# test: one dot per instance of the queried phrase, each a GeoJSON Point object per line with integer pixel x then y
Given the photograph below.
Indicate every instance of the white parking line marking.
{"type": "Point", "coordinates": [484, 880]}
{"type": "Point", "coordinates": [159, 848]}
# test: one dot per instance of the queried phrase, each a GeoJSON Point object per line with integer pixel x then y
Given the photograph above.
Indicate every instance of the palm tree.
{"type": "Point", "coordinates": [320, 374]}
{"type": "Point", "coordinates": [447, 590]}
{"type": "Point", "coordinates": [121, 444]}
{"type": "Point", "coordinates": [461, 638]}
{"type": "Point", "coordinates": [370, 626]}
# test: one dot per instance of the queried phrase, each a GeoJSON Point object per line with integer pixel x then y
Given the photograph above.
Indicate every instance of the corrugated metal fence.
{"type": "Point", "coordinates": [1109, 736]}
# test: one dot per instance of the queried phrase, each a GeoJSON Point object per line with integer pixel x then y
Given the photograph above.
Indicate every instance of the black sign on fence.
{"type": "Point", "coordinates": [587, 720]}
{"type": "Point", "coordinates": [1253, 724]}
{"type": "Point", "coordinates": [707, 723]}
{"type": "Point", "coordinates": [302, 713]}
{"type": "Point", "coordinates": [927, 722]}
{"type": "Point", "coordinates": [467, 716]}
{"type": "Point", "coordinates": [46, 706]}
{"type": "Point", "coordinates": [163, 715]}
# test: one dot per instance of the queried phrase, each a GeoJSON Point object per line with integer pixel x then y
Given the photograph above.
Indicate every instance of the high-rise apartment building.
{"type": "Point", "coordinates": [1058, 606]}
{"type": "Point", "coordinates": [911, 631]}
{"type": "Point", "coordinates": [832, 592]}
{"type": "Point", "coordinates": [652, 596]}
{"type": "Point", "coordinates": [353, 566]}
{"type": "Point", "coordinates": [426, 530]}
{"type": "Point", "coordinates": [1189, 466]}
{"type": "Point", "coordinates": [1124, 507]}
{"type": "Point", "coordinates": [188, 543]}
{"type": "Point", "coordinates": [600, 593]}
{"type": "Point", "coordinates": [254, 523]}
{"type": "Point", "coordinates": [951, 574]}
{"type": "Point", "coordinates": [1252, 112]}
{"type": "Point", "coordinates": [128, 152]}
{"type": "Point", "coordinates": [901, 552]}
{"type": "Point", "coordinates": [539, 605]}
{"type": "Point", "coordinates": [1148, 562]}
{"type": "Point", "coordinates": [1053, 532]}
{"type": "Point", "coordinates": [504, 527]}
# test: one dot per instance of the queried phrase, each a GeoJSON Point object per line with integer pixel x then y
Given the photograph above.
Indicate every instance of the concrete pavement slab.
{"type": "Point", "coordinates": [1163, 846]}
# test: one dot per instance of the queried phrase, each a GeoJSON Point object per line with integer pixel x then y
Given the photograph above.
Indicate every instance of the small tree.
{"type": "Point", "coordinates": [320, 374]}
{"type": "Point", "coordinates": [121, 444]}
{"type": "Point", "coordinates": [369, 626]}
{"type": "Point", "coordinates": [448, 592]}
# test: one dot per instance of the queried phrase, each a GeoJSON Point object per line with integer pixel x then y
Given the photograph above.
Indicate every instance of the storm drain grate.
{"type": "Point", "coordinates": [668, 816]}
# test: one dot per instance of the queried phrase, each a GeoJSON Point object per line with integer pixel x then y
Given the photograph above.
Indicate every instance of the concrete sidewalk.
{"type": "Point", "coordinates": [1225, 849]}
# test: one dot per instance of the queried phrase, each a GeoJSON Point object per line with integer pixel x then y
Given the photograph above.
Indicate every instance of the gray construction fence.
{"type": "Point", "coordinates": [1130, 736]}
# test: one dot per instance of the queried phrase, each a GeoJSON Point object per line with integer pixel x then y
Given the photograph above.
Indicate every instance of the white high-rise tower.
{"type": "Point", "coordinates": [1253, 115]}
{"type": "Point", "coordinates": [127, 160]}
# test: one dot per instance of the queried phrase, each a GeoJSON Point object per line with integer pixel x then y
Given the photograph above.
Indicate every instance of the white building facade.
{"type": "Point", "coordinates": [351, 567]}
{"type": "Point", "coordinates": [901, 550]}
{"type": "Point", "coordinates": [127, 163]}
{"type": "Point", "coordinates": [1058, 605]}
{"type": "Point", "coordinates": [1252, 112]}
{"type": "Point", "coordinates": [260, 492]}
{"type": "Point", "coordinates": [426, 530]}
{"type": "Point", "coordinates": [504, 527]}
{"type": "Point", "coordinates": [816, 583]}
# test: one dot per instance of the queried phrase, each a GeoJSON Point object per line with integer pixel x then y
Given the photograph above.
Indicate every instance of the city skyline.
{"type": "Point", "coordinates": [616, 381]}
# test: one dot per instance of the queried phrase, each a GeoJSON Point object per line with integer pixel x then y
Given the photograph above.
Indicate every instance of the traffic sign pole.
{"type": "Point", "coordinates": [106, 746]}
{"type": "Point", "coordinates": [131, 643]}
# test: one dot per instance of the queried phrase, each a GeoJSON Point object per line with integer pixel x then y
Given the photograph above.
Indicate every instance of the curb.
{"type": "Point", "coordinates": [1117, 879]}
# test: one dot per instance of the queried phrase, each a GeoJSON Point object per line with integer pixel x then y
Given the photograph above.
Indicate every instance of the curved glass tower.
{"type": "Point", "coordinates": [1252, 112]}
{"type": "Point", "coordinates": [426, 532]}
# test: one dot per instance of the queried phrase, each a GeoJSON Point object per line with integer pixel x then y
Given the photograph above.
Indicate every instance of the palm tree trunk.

§ Brief: Word for word, copy out the entries.

§ Answer below:
# test: one dot per instance of the queried phrase, each a GeoJSON Point object per line with integer pixel x then y
Given the photograph below.
Indicate every instance of the white parking line marking.
{"type": "Point", "coordinates": [484, 880]}
{"type": "Point", "coordinates": [159, 848]}
# test: one dot per instance of the queried phrase, each a GeoJSON Point object per line with integer pixel x then y
Given the photograph above.
Indicate every instance of the palm tree.
{"type": "Point", "coordinates": [320, 374]}
{"type": "Point", "coordinates": [447, 590]}
{"type": "Point", "coordinates": [121, 444]}
{"type": "Point", "coordinates": [461, 638]}
{"type": "Point", "coordinates": [370, 626]}
# test: one dot per instance of the queried phrase, each a GeoJSON Point object per line with integer pixel x then y
Given the photograph above.
Indicate every instance of the corrugated metal fence.
{"type": "Point", "coordinates": [1109, 736]}
# test: one dot per instance of the queried phrase, each a GeoJSON Point object per line with integer pixel x then y
Given the photograph above.
Indicate every instance of the black sign on fence.
{"type": "Point", "coordinates": [587, 720]}
{"type": "Point", "coordinates": [1253, 724]}
{"type": "Point", "coordinates": [707, 723]}
{"type": "Point", "coordinates": [302, 713]}
{"type": "Point", "coordinates": [927, 722]}
{"type": "Point", "coordinates": [467, 716]}
{"type": "Point", "coordinates": [46, 706]}
{"type": "Point", "coordinates": [163, 715]}
# test: one dot per instance of the queried phrase, each a GeoJSON Point object per line with integer pixel x then y
Given the photograph above.
Indicate every instance of the high-rise apartment building.
{"type": "Point", "coordinates": [1058, 606]}
{"type": "Point", "coordinates": [911, 631]}
{"type": "Point", "coordinates": [832, 592]}
{"type": "Point", "coordinates": [652, 596]}
{"type": "Point", "coordinates": [353, 566]}
{"type": "Point", "coordinates": [426, 530]}
{"type": "Point", "coordinates": [1189, 466]}
{"type": "Point", "coordinates": [1124, 507]}
{"type": "Point", "coordinates": [188, 543]}
{"type": "Point", "coordinates": [600, 593]}
{"type": "Point", "coordinates": [254, 523]}
{"type": "Point", "coordinates": [951, 574]}
{"type": "Point", "coordinates": [1252, 112]}
{"type": "Point", "coordinates": [128, 152]}
{"type": "Point", "coordinates": [901, 552]}
{"type": "Point", "coordinates": [539, 605]}
{"type": "Point", "coordinates": [1148, 562]}
{"type": "Point", "coordinates": [1053, 532]}
{"type": "Point", "coordinates": [504, 527]}
# test: one dot per instance of the queried phrase, each a GeoJSON Point object per line with integer pixel x then y
Given the photograph above.
Indicate every instance of the concrete pavement slab.
{"type": "Point", "coordinates": [1163, 846]}
# test: one dot per instance of the queried phrase, each a GeoJSON Point object per line with integer pixel x then y
Given the photograph above.
Indicate every instance of the small tree.
{"type": "Point", "coordinates": [320, 374]}
{"type": "Point", "coordinates": [121, 444]}
{"type": "Point", "coordinates": [369, 626]}
{"type": "Point", "coordinates": [448, 592]}
# test: one dot per instance of the queried phrase, each a GeoJSON Point object per line with integer pixel x then y
Given the photograph above.
Indicate every instance of the storm drain grate.
{"type": "Point", "coordinates": [668, 816]}
# test: one dot per instance of the queried phrase, each a GeoJSON Point object per line with integer pixel x then y
Given the photograph above.
Indicate every instance of the concrete sidewalk.
{"type": "Point", "coordinates": [1225, 849]}
# test: one dot per instance of the queried phrase, each a GeoJSON Point object per line with integer pixel x then y
Given the photograph above.
Indicate every instance of the gray construction fence.
{"type": "Point", "coordinates": [1130, 736]}
# test: one dot per instance of the queried phrase, each a GeoJSON Point object per line with integer pixel x then y
Given the photograph above.
Indicate every instance of the white high-rise tower.
{"type": "Point", "coordinates": [1253, 115]}
{"type": "Point", "coordinates": [127, 160]}
# test: one dot per instance of the queried phrase, each a GeoJSON Point object per line with integer pixel x then y
Given the photograph above.
Indicate every instance of the white building facade.
{"type": "Point", "coordinates": [351, 567]}
{"type": "Point", "coordinates": [901, 550]}
{"type": "Point", "coordinates": [127, 163]}
{"type": "Point", "coordinates": [1058, 605]}
{"type": "Point", "coordinates": [1252, 112]}
{"type": "Point", "coordinates": [260, 492]}
{"type": "Point", "coordinates": [426, 530]}
{"type": "Point", "coordinates": [504, 527]}
{"type": "Point", "coordinates": [816, 583]}
# test: one dot per instance of the queried phrase, each a GeoJSON Point object per line with integer pixel x then y
Given the photograph above.
Indicate every instance of the city skyline.
{"type": "Point", "coordinates": [616, 381]}
# test: one dot per instance of the queried phrase, each a GeoJSON Point object per line with integer pixel x then y
Given the photograph above.
Indicate every instance of the traffic sign pole.
{"type": "Point", "coordinates": [106, 746]}
{"type": "Point", "coordinates": [131, 643]}
# test: one dot per instance of the queried phrase, each a GeoJSON Point object per line with integer pixel x then y
Given the photograph above.
Indicate every instance of the curb.
{"type": "Point", "coordinates": [1117, 879]}
# test: one dot per instance of the queried phrase, each a GeoJSON Point object per line with integer pixel x then y
Given the photograph above.
Indicate every instance of the curved glass tower.
{"type": "Point", "coordinates": [1252, 112]}
{"type": "Point", "coordinates": [426, 532]}
# test: one dot per instance of the queried phrase, each a GeoJSON Point object per line with integer pixel x then y
Given the photograph above.
Indicate every instance of the palm tree trunk.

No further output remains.